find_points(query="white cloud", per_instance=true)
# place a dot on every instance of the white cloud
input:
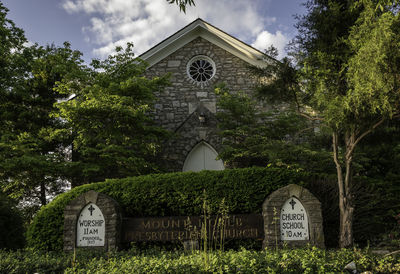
(266, 39)
(147, 22)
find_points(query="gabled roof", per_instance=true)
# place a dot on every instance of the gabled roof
(200, 28)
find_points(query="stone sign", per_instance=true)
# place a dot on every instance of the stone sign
(92, 220)
(292, 215)
(241, 226)
(90, 230)
(293, 221)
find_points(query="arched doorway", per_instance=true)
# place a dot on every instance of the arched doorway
(202, 157)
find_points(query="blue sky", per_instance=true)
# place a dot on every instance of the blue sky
(95, 27)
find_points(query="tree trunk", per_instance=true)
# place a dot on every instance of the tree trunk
(346, 203)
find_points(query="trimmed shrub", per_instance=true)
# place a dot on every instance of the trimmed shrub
(11, 226)
(244, 191)
(301, 260)
(172, 194)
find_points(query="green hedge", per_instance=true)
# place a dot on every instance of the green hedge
(304, 260)
(171, 194)
(244, 191)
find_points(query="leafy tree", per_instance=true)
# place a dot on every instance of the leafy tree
(347, 78)
(32, 163)
(109, 120)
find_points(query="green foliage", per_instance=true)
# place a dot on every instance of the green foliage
(305, 260)
(31, 166)
(243, 191)
(11, 226)
(109, 119)
(182, 4)
(174, 194)
(32, 163)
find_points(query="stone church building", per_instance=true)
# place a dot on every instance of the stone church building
(198, 57)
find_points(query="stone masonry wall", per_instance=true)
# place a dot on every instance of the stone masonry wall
(185, 99)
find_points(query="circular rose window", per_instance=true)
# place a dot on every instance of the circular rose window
(201, 69)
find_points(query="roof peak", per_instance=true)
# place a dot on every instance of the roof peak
(201, 28)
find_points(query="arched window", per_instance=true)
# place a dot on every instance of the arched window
(202, 157)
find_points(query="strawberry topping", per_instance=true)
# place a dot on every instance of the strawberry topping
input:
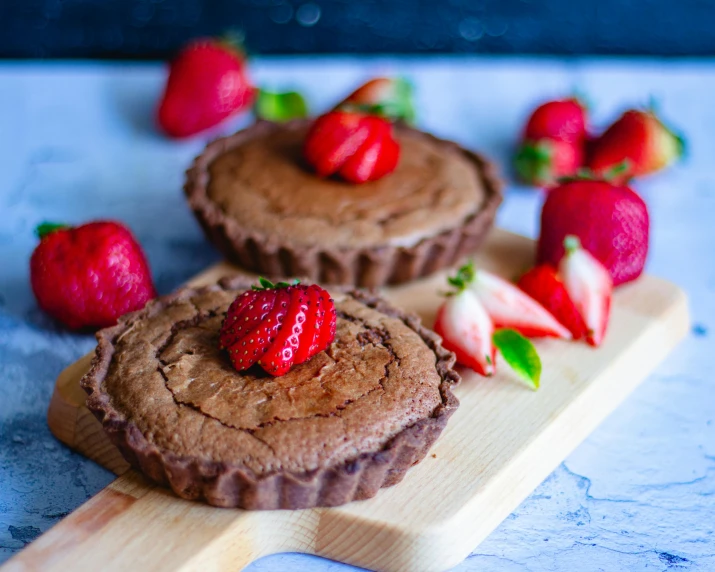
(278, 326)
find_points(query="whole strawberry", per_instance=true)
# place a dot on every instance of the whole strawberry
(553, 143)
(278, 326)
(561, 120)
(641, 141)
(384, 96)
(88, 276)
(207, 83)
(611, 222)
(358, 147)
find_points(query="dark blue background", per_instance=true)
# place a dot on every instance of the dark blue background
(154, 28)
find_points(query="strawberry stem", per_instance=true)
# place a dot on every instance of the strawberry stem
(45, 228)
(266, 284)
(520, 354)
(464, 277)
(572, 243)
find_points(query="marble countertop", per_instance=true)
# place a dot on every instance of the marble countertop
(77, 143)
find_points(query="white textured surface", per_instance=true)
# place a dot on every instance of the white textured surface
(77, 142)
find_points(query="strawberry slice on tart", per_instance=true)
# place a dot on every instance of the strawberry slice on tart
(278, 326)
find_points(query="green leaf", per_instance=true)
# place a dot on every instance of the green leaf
(464, 277)
(280, 107)
(46, 228)
(520, 354)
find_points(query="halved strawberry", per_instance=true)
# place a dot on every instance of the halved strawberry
(357, 146)
(280, 356)
(510, 307)
(277, 326)
(466, 330)
(360, 167)
(590, 287)
(383, 96)
(544, 285)
(256, 329)
(332, 139)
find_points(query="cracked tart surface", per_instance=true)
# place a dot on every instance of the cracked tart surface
(336, 428)
(267, 211)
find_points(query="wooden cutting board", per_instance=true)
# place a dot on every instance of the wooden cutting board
(499, 445)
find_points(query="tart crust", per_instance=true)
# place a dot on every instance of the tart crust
(235, 485)
(369, 266)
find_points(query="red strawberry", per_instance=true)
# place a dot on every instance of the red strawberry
(507, 306)
(387, 97)
(639, 138)
(611, 221)
(207, 83)
(466, 330)
(560, 120)
(543, 284)
(356, 146)
(88, 276)
(544, 161)
(553, 142)
(589, 286)
(278, 326)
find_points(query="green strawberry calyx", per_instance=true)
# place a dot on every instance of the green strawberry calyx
(609, 175)
(265, 284)
(520, 354)
(396, 105)
(464, 277)
(280, 107)
(45, 228)
(533, 161)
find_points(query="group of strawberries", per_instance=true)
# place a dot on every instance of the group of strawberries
(594, 236)
(208, 83)
(556, 143)
(594, 228)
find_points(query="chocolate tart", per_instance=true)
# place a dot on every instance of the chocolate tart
(266, 211)
(334, 429)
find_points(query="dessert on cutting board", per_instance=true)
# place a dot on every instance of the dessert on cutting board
(271, 398)
(350, 198)
(287, 395)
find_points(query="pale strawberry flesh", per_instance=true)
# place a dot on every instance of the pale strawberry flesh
(466, 330)
(510, 307)
(590, 287)
(281, 354)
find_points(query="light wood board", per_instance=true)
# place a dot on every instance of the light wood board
(499, 445)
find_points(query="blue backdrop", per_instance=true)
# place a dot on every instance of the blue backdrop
(154, 28)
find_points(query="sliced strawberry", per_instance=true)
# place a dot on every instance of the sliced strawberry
(589, 285)
(278, 326)
(228, 334)
(281, 354)
(388, 158)
(510, 307)
(260, 328)
(332, 139)
(543, 284)
(383, 96)
(466, 330)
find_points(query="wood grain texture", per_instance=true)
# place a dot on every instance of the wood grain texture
(500, 444)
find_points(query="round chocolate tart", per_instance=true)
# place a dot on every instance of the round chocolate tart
(262, 206)
(334, 429)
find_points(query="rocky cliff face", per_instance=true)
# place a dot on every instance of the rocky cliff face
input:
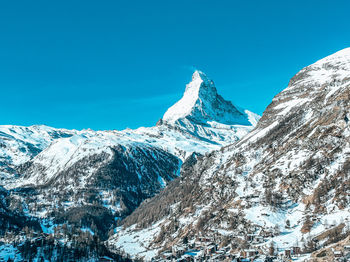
(285, 184)
(88, 180)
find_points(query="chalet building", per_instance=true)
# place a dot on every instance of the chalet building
(296, 250)
(249, 253)
(288, 253)
(338, 254)
(178, 251)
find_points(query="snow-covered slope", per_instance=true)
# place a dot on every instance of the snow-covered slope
(204, 113)
(115, 170)
(19, 144)
(284, 185)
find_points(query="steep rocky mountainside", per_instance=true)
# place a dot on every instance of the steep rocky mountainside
(284, 185)
(79, 184)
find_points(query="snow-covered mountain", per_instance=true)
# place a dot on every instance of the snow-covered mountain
(284, 187)
(67, 176)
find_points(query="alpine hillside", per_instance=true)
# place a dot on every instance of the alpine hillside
(76, 185)
(280, 192)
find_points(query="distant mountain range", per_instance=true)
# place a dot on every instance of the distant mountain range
(280, 192)
(209, 182)
(59, 176)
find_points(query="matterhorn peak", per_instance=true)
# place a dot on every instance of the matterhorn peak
(201, 104)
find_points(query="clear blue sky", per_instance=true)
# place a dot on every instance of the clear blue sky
(117, 64)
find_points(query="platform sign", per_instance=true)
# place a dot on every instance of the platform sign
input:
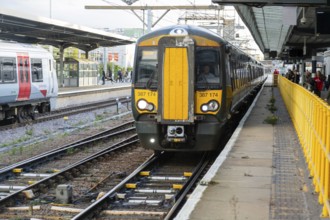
(112, 57)
(274, 2)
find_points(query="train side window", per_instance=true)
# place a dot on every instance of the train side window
(147, 67)
(8, 70)
(36, 68)
(207, 69)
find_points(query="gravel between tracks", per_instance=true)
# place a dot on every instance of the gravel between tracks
(23, 142)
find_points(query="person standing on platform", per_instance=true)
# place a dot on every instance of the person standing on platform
(103, 77)
(318, 84)
(110, 76)
(120, 76)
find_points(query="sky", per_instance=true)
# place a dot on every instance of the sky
(73, 11)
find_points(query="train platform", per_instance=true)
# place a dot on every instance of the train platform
(73, 96)
(99, 87)
(260, 174)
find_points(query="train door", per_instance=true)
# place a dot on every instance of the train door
(177, 87)
(24, 79)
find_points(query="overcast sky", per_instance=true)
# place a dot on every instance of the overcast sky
(73, 11)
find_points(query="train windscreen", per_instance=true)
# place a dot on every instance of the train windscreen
(207, 69)
(147, 65)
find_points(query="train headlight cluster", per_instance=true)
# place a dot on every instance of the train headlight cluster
(144, 105)
(211, 106)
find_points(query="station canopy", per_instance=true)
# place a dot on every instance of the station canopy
(286, 29)
(31, 29)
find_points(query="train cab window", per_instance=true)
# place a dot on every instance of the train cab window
(207, 69)
(146, 70)
(36, 68)
(7, 70)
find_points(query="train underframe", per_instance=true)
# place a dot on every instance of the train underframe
(24, 111)
(195, 137)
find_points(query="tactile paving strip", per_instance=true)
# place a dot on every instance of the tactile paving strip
(292, 196)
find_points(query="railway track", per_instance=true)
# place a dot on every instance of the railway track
(104, 186)
(43, 165)
(155, 190)
(84, 177)
(65, 112)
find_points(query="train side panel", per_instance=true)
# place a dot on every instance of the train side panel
(27, 81)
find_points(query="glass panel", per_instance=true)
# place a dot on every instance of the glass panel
(147, 63)
(36, 67)
(8, 70)
(207, 69)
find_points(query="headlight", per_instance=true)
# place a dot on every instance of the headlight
(210, 106)
(144, 105)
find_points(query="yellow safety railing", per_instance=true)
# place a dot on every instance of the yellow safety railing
(311, 118)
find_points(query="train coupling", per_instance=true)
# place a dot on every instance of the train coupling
(176, 134)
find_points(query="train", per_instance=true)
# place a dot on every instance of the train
(28, 81)
(174, 108)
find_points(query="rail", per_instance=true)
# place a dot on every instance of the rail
(311, 118)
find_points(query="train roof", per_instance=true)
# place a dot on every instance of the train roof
(195, 30)
(190, 30)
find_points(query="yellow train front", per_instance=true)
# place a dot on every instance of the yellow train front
(176, 108)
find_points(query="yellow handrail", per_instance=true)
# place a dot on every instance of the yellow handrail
(311, 118)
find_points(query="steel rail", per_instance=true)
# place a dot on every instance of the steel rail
(50, 180)
(47, 156)
(94, 209)
(97, 207)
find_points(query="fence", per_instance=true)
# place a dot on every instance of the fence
(311, 118)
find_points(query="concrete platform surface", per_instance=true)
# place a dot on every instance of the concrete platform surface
(261, 173)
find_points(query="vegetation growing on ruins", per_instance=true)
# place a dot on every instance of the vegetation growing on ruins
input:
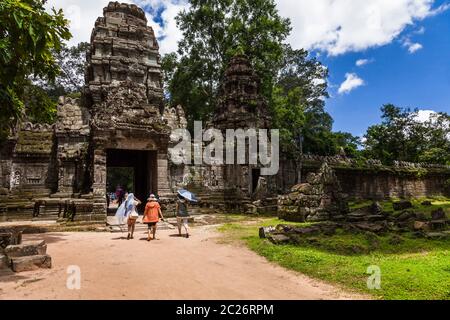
(412, 268)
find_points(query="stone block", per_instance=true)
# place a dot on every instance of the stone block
(402, 205)
(438, 214)
(278, 238)
(4, 262)
(28, 248)
(29, 263)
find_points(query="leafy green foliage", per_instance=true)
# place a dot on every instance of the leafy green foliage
(28, 38)
(299, 108)
(402, 136)
(213, 32)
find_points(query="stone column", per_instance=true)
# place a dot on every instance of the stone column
(163, 175)
(99, 185)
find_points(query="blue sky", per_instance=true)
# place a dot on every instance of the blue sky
(405, 42)
(393, 75)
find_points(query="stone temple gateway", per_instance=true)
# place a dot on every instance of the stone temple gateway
(60, 171)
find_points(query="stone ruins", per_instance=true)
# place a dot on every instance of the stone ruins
(59, 171)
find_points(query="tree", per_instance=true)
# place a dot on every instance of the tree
(213, 32)
(403, 136)
(28, 38)
(299, 108)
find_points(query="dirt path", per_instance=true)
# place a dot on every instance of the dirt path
(171, 268)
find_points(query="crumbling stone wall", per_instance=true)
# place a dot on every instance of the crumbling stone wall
(319, 199)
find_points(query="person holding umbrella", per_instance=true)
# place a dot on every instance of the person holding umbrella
(182, 210)
(152, 215)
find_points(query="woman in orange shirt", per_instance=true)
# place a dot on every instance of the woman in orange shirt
(151, 216)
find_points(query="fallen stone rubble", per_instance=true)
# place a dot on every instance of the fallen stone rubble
(19, 256)
(366, 220)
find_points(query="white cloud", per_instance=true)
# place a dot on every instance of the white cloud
(412, 47)
(331, 26)
(363, 62)
(424, 115)
(352, 81)
(337, 27)
(82, 15)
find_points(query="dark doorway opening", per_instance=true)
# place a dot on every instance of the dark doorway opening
(256, 173)
(138, 171)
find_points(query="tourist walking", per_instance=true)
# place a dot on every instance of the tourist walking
(120, 195)
(121, 214)
(182, 215)
(152, 215)
(131, 213)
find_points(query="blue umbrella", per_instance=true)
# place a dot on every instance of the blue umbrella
(187, 195)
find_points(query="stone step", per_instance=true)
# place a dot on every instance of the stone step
(30, 263)
(28, 248)
(4, 262)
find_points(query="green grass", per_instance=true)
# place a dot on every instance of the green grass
(413, 269)
(437, 202)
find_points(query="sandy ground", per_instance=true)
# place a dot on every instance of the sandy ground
(172, 268)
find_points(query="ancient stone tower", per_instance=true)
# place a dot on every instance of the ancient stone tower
(240, 106)
(125, 97)
(240, 102)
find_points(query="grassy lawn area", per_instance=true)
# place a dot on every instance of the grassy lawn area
(411, 268)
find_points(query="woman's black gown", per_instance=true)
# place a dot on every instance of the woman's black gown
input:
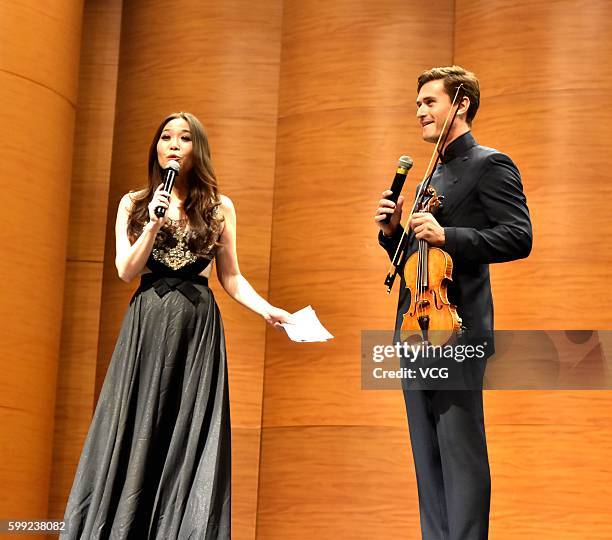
(156, 463)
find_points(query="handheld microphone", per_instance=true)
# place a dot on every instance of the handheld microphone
(169, 175)
(403, 166)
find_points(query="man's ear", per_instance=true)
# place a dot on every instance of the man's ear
(464, 105)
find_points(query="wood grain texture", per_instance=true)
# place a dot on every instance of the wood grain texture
(330, 482)
(86, 236)
(335, 459)
(38, 79)
(535, 109)
(545, 86)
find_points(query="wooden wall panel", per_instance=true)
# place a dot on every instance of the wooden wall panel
(545, 83)
(220, 61)
(335, 459)
(39, 50)
(86, 236)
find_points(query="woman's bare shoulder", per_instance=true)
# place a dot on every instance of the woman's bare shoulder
(226, 202)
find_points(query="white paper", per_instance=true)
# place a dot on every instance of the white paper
(306, 327)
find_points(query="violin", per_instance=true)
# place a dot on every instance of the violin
(431, 318)
(427, 273)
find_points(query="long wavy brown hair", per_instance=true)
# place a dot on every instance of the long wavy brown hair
(201, 204)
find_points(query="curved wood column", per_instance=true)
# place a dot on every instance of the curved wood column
(334, 456)
(87, 230)
(220, 61)
(38, 86)
(546, 86)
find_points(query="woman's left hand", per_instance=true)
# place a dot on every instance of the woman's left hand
(275, 316)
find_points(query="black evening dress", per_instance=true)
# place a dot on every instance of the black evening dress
(156, 463)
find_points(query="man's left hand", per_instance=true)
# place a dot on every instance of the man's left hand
(427, 228)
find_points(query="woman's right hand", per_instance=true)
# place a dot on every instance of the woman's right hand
(160, 198)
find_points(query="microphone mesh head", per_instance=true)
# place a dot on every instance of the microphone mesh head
(173, 164)
(405, 161)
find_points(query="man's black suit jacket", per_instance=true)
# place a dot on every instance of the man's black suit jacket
(485, 219)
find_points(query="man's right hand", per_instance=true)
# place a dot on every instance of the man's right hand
(387, 207)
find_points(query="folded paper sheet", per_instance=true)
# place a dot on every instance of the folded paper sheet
(306, 327)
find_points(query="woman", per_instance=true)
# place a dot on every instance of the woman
(156, 461)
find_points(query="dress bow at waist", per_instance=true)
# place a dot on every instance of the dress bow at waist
(163, 284)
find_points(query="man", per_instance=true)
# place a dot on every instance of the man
(484, 219)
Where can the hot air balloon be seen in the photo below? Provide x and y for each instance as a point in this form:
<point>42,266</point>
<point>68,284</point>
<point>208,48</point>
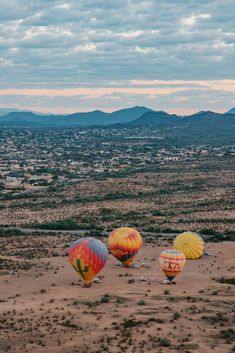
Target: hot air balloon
<point>171,262</point>
<point>124,243</point>
<point>88,256</point>
<point>191,244</point>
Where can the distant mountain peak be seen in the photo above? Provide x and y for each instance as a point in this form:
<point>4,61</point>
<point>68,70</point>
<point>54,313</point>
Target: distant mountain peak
<point>231,111</point>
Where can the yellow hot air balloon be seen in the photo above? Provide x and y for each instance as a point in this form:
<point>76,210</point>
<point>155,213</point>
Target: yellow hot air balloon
<point>191,244</point>
<point>171,262</point>
<point>124,243</point>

----------

> **Directions for this task**:
Scale the answer coordinates by 0.65 in the lines starting with the one containing "Where can the distant" and going on through the one containing "<point>231,111</point>", rounding to whole numbers with halves going up. Give back only those lines, every one of them, with all other numbers left as they are.

> **Written response**:
Where can the distant mountain peak be seen in the photo above? Provide x and y for each instance as a point in this form:
<point>4,61</point>
<point>68,70</point>
<point>54,313</point>
Target: distant mountain peak
<point>150,72</point>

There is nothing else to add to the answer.